Directions for this task: Find every line in the entries below that contains the word "mountain" and copy each of those lines.

---

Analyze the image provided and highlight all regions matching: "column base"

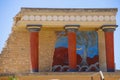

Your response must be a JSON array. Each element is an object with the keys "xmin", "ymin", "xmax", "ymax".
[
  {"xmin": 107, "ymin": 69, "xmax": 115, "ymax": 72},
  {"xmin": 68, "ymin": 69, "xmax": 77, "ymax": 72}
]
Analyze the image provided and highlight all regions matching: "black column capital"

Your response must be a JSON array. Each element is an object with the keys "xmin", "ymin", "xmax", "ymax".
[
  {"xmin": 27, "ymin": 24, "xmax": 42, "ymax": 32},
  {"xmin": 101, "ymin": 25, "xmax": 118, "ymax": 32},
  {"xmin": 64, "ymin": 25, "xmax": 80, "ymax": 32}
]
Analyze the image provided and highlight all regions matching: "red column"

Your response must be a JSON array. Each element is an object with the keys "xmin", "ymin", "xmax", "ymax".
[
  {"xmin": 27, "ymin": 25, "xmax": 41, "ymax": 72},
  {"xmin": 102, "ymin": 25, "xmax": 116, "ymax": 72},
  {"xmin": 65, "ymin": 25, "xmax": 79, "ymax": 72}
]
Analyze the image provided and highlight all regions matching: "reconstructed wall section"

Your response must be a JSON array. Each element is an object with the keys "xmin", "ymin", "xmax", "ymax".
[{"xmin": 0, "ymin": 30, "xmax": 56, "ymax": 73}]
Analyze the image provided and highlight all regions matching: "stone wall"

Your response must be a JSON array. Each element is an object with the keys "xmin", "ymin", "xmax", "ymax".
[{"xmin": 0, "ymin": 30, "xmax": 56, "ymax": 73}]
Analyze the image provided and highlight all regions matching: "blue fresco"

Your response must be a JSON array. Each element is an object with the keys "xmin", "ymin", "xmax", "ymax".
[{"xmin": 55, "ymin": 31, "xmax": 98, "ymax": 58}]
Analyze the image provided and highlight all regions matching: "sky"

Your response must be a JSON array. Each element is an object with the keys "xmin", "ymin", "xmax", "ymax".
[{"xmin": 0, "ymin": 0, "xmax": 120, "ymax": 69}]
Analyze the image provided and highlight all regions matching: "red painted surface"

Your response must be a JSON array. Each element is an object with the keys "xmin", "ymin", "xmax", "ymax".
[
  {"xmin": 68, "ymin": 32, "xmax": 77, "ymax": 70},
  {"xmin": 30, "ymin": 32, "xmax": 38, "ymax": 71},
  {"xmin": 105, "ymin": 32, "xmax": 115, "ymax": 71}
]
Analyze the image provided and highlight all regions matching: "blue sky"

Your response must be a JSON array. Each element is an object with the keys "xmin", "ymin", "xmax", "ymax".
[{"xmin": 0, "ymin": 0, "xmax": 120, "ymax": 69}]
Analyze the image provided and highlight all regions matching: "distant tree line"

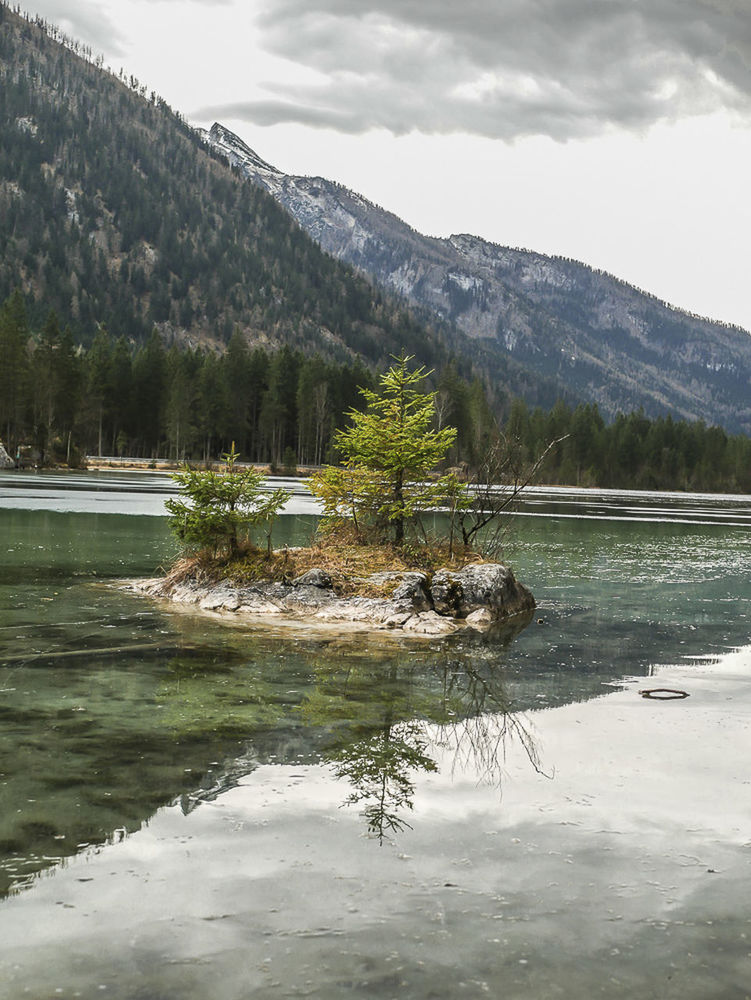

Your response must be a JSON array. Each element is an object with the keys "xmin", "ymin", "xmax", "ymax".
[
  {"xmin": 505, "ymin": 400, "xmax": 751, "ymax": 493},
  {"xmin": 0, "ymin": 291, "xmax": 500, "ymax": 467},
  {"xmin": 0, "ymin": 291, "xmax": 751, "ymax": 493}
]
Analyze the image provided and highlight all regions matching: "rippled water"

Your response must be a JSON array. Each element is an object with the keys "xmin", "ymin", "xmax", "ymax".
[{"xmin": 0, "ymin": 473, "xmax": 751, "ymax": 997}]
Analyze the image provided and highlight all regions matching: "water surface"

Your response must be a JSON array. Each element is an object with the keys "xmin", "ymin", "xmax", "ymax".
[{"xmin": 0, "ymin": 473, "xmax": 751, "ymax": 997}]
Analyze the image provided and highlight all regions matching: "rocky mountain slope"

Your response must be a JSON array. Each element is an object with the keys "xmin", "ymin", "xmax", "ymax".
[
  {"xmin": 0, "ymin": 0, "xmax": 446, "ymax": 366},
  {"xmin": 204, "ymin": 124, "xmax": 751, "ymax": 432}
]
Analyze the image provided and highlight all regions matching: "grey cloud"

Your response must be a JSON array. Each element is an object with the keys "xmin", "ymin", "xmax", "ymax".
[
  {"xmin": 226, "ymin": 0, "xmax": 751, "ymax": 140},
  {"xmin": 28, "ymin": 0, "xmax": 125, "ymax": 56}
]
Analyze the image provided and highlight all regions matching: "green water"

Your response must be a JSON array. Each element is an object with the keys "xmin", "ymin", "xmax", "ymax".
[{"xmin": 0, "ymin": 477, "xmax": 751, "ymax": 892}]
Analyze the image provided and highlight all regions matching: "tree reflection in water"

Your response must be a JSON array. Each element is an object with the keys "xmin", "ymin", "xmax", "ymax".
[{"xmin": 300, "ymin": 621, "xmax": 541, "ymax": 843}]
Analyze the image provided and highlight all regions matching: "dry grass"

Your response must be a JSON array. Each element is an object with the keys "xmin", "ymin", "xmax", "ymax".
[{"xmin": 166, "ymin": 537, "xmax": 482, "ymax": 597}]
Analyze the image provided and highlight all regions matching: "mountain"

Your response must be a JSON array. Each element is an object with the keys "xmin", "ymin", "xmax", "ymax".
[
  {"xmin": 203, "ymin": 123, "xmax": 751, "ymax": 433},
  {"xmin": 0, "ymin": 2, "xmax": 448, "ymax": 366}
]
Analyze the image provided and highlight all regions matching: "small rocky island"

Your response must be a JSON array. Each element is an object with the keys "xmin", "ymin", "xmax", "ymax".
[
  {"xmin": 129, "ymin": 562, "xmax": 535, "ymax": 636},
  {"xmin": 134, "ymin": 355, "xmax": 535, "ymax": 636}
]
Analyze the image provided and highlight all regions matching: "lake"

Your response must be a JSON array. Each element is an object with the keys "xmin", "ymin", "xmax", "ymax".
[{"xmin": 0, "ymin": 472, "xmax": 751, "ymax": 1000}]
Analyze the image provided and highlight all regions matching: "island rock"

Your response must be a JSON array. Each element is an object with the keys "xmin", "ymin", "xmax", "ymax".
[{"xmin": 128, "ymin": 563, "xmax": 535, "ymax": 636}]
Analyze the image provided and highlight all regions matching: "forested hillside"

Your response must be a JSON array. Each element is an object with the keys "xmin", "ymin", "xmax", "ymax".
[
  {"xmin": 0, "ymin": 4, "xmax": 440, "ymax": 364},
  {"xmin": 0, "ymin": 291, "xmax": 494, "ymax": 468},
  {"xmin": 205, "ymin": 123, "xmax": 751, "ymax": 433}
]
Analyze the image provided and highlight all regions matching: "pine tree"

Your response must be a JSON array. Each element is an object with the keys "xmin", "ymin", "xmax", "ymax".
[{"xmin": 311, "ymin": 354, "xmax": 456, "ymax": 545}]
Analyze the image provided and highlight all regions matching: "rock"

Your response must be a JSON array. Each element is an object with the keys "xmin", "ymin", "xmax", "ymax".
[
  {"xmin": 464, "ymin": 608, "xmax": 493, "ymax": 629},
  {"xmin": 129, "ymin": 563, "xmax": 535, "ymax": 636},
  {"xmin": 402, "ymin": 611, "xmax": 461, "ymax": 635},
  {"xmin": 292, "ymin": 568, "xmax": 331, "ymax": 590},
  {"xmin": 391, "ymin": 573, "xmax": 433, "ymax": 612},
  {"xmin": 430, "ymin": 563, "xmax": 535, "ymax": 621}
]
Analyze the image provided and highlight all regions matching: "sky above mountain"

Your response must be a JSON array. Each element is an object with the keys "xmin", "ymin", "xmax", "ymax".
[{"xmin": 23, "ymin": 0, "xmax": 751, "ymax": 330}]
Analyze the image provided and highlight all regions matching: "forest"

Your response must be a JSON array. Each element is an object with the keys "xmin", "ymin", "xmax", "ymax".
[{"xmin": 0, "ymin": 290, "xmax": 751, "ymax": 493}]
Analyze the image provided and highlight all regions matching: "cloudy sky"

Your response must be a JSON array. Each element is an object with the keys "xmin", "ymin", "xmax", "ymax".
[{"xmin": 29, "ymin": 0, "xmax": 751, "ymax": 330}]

---

Exercise answer:
Analyze the image provided and highlight all regions matching: "rocky mountain slope"
Analyze the image provided and highlight all regions matching: "mountain"
Analyze the image provided and highlight all regions matching: "sky above mountain"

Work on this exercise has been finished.